* DIRECTIONS FOR THIS TASK: Where a line of the listing below includes the word "like", reproduce that line.

□ □ □ □ □

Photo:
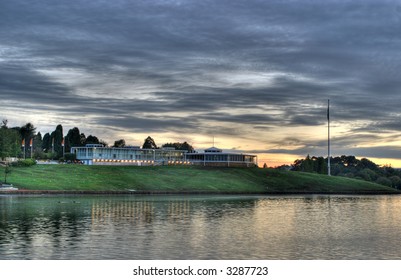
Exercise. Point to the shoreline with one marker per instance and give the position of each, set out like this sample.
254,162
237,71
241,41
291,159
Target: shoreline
22,192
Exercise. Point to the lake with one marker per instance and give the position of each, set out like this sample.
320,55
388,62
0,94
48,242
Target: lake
200,227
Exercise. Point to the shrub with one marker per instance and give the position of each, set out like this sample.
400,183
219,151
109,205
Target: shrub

□ □ □ □ □

* FINISHED TASK:
Exercise. Point to the shoreline with one marker per instance and give the position of each, set out like this sample.
Exercise. Point to the lake with one marker per instance and give the position of each, set out like this sample.
Exercise. Point to the shrub with one marker per instance and give the position of each, set out like this sample.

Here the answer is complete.